WHAT THIS TASK INVOLVES: Copy out the rows below word for word, starting at the one that contains "the cat's right" and ending at the one that contains "cat's front paw", both included.

SOURCE MATERIAL:

========

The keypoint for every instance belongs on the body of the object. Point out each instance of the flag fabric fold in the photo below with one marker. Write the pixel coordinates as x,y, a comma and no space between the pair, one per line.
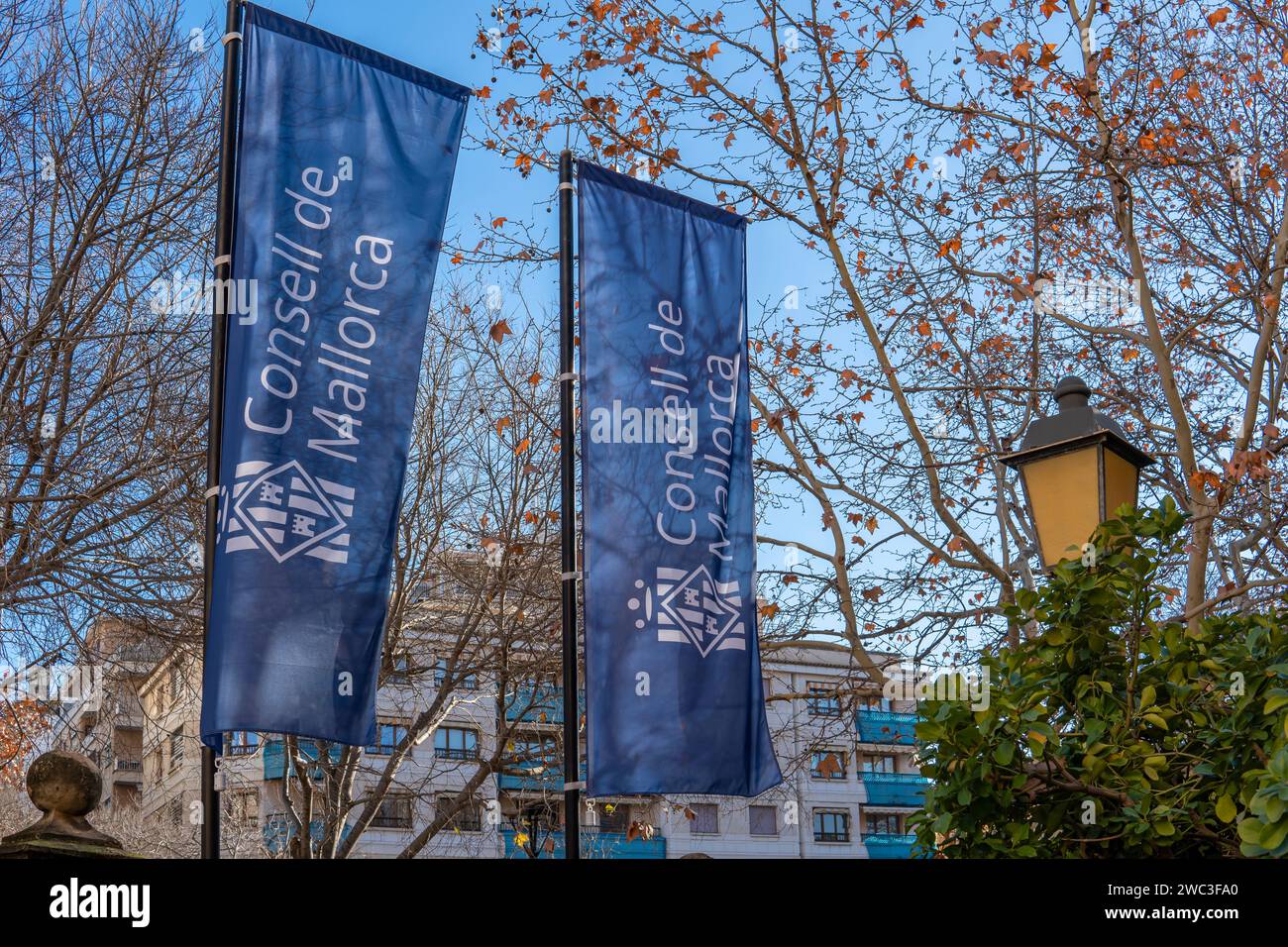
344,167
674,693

========

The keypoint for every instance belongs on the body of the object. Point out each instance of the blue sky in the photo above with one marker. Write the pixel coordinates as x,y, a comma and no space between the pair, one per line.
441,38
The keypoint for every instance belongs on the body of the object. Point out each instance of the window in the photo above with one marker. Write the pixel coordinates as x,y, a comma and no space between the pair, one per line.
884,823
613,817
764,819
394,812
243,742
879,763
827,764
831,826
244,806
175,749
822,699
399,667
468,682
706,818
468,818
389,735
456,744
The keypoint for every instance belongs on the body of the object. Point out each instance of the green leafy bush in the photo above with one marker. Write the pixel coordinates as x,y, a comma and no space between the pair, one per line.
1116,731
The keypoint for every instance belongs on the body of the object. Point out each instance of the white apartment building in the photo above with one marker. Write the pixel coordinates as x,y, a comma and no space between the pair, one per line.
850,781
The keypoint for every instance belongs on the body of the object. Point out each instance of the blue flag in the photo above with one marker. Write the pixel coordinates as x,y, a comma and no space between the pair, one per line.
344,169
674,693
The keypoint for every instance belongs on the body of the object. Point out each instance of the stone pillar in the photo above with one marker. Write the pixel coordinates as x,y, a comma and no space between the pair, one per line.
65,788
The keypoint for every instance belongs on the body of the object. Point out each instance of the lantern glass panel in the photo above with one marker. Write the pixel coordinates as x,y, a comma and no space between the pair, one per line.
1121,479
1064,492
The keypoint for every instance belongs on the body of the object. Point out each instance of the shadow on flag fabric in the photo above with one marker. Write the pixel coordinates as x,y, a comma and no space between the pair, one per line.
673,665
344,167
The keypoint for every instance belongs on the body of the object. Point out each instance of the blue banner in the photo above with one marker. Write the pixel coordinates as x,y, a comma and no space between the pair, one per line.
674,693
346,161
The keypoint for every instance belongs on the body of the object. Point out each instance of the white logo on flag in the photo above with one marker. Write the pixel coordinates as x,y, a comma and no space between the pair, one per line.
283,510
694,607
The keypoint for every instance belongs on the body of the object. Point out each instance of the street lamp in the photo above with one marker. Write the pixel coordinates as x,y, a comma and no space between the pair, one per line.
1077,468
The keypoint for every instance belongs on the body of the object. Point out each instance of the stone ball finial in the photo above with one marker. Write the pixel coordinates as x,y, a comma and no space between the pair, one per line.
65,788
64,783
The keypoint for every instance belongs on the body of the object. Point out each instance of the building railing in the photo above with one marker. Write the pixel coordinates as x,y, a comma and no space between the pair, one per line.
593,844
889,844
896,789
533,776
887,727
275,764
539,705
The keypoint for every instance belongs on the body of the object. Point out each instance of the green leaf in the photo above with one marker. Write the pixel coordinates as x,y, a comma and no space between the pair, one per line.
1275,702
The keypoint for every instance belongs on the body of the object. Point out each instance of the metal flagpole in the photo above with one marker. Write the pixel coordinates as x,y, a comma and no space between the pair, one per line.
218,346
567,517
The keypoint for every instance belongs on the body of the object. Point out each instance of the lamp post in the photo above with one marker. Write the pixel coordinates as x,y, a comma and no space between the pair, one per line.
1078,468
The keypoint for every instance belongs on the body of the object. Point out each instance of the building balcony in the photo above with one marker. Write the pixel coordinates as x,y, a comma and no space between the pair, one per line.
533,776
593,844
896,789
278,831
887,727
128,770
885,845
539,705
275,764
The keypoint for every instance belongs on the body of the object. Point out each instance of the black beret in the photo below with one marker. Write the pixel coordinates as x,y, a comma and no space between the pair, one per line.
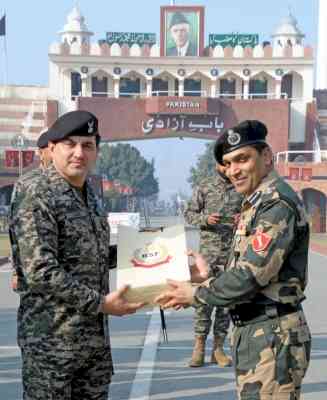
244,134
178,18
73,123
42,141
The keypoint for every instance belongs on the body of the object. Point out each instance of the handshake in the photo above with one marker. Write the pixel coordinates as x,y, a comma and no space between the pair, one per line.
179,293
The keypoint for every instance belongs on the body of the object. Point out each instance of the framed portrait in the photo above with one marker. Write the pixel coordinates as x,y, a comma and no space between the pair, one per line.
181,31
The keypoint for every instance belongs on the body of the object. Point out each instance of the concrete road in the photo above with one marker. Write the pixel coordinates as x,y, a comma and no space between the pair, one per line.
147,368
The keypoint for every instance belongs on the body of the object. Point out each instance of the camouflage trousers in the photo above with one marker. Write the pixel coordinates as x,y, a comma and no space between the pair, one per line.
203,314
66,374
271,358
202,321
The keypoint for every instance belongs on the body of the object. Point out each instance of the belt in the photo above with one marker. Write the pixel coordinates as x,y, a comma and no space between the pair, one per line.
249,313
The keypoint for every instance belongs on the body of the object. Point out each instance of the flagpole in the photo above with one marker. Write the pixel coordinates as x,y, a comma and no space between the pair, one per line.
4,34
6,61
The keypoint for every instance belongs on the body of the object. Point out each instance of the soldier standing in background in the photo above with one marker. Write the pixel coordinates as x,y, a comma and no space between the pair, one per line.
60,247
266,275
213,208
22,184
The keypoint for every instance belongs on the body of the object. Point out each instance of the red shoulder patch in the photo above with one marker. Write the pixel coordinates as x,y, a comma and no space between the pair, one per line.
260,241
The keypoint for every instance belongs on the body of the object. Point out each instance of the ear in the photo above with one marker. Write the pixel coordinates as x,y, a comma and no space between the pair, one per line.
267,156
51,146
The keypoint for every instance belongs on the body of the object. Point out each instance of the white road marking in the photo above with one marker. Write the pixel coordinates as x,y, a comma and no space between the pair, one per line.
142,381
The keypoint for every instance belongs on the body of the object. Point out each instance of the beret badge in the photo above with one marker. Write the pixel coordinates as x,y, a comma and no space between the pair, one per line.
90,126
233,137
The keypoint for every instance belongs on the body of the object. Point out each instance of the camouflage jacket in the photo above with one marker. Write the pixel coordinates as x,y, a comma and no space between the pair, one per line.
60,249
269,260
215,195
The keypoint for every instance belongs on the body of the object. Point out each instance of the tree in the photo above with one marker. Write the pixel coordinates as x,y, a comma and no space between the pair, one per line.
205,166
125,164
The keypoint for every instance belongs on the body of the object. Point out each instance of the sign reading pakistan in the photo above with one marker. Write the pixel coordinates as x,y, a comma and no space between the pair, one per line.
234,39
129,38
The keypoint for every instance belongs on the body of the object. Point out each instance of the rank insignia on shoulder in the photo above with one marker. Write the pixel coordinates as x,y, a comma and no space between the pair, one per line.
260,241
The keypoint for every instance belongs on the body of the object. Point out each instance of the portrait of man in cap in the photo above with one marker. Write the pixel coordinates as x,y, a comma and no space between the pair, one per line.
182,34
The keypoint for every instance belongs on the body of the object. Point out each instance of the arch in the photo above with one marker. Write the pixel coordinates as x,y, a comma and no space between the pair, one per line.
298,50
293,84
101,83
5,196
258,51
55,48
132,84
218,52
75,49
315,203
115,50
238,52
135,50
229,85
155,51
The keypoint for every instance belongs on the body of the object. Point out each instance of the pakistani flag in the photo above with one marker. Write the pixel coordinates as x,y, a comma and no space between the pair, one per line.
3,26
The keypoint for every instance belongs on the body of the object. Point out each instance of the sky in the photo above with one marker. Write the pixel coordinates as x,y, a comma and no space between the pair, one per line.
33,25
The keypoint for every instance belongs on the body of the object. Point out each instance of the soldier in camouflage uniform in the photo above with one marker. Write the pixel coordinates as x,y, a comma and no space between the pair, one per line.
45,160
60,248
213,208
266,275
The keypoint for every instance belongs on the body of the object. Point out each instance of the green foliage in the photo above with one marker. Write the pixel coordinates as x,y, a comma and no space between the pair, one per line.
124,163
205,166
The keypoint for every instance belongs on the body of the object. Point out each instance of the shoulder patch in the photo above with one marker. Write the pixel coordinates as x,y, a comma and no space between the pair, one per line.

========

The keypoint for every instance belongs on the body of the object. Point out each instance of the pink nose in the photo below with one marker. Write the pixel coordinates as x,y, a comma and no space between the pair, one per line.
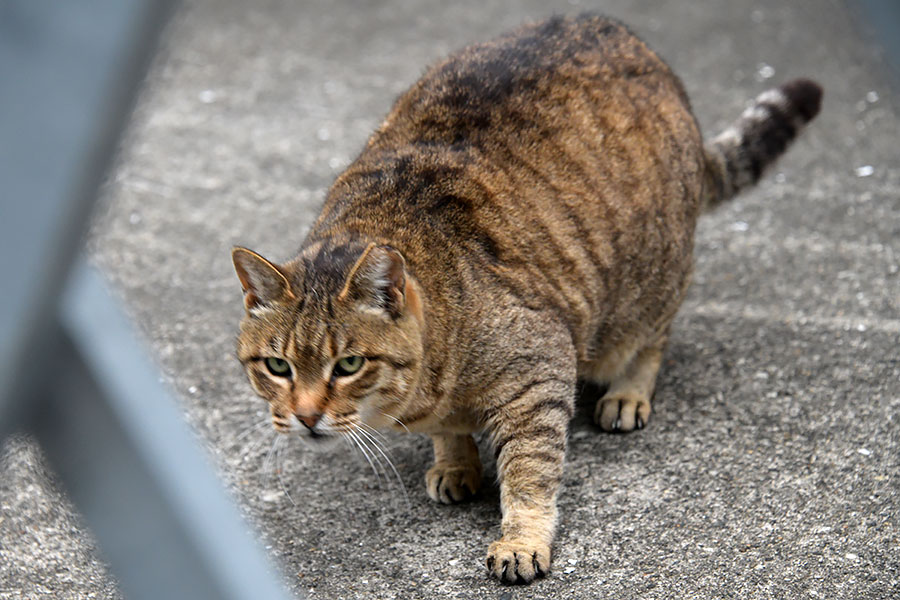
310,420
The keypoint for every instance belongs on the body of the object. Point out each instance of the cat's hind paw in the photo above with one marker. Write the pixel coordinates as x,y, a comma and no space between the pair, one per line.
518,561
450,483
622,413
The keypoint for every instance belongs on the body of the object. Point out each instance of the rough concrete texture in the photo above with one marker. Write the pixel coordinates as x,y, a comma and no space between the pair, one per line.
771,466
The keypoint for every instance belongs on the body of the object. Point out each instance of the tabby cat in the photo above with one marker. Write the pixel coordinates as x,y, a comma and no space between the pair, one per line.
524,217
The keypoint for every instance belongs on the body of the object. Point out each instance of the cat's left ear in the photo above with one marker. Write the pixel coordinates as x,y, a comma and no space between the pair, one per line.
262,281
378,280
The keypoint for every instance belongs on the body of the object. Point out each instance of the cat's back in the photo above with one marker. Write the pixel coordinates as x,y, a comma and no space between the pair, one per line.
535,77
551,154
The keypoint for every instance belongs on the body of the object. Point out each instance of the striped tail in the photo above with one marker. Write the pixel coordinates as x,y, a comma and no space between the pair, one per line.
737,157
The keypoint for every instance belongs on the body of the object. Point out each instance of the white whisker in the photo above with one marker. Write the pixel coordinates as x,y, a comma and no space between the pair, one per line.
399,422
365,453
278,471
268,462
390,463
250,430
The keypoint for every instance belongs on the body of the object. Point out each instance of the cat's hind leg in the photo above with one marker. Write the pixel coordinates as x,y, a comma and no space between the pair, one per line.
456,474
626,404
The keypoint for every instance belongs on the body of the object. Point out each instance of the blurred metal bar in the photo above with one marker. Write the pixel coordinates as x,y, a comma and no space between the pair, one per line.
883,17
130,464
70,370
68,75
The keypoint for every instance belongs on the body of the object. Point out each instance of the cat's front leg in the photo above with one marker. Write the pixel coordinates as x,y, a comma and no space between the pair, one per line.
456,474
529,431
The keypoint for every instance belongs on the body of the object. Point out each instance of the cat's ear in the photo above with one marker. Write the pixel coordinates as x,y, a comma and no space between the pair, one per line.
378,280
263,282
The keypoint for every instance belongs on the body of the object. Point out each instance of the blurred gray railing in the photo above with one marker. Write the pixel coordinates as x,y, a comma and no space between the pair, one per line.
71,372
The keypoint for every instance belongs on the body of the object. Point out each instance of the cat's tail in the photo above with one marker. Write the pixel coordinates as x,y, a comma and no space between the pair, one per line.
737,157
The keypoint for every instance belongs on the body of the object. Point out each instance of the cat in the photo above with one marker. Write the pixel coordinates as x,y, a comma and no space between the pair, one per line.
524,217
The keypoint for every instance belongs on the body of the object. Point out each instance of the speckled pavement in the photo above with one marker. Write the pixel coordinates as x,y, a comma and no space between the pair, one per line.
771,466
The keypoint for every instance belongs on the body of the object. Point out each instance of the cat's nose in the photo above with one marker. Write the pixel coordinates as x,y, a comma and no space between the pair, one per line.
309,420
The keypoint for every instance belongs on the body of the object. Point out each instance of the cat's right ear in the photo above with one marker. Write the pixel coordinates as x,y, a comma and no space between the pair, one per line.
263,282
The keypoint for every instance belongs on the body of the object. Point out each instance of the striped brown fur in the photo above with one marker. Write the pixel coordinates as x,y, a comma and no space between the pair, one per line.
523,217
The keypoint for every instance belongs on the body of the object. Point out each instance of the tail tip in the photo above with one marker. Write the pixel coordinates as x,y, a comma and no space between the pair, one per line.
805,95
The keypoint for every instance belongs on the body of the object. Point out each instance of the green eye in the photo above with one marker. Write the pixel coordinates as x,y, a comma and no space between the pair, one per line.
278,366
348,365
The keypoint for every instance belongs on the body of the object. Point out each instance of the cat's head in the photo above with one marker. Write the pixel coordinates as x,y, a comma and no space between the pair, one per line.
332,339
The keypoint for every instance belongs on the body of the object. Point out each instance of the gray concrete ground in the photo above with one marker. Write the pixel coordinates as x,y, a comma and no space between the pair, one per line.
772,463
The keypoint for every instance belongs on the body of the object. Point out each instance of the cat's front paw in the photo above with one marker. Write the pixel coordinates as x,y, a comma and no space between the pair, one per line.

========

RESPONSE:
The keypoint for every instance belongs on the body of the object. Point out each instance of the cat's right ear in the photo above with one marker. Write the pixel coordinates as x,y, a comma and no space between the pair, one per line.
263,282
The keypoint for every instance belongs on the body of the object. Point out each instance of the striped brown fur in the photo above with one marker. Write the pixel coordinates as x,y, a comma and no space between the pair, one per line.
523,217
The keypoint for every instance belongs on the body of the object. Point out each instance of the tail tip in the photo above with one marker. Write the pixel coordinates as x,y, a comma and no space between the pair, one per line.
805,95
The keypoint for every instance belongs on the body of the object. Point out each instance of the green eye in the photo above with one marker. Write the pixel coordinates as x,y, a comma and no space between the pair, one per line.
278,366
348,365
The keypoint for every instance belongs on the body of the object. Point out each instance of the cat's head in the photo above with one marker. Write the pixel coordinates as x,y, a comma and no space between the pair, one per line.
332,339
The keypoint for every instance belongs on the body of the object. Point out each instance of the gray concrete ground in the photo above with one marker. Write the pixel coordinates as x,y, a comma and no space between the pair, one per line.
772,463
The keypoint for every instance belongs on the body of the object. Point out each instance of the cat's front paw in the photo above with one marker. Write the pixel coordinates as x,y, a comma and no space between the pair, one per line.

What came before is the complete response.